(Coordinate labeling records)
** begin **

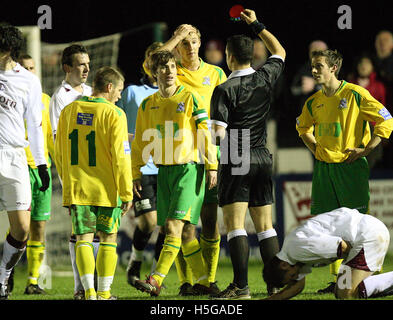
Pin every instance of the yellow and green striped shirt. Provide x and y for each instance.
(341, 121)
(172, 130)
(92, 153)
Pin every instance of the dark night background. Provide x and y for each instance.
(294, 23)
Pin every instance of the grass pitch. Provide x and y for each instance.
(62, 283)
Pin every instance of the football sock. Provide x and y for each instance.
(183, 270)
(169, 251)
(211, 253)
(77, 280)
(268, 244)
(239, 252)
(12, 252)
(376, 285)
(96, 245)
(35, 255)
(334, 268)
(193, 256)
(106, 267)
(86, 265)
(159, 244)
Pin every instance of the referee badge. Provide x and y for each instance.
(343, 104)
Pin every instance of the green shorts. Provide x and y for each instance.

** end **

**Aim:** Rewrite all of the records above, replacing "Provide" with "Give" wherever it appears and keeping everything else the same. Leave the pictures out of your answer.

**Full answer:**
Pin every instance of the yellow and green striped shirt. Give x and y for each instance.
(341, 121)
(172, 130)
(92, 153)
Pin every instance of the dark night background. Give x and y for each instance.
(294, 23)
Pin every instance of the grass pitch. Give x and y for each instance.
(62, 283)
Pin every instance of the football sock. Give x and y for each instance.
(183, 270)
(169, 251)
(211, 253)
(77, 280)
(268, 244)
(239, 252)
(12, 252)
(376, 285)
(96, 245)
(35, 255)
(334, 268)
(193, 256)
(106, 267)
(86, 265)
(159, 244)
Pin every instance of the referee badge. Give x and y for each instance.
(343, 104)
Pin every instance of the green shorts. Give x and y for each instance.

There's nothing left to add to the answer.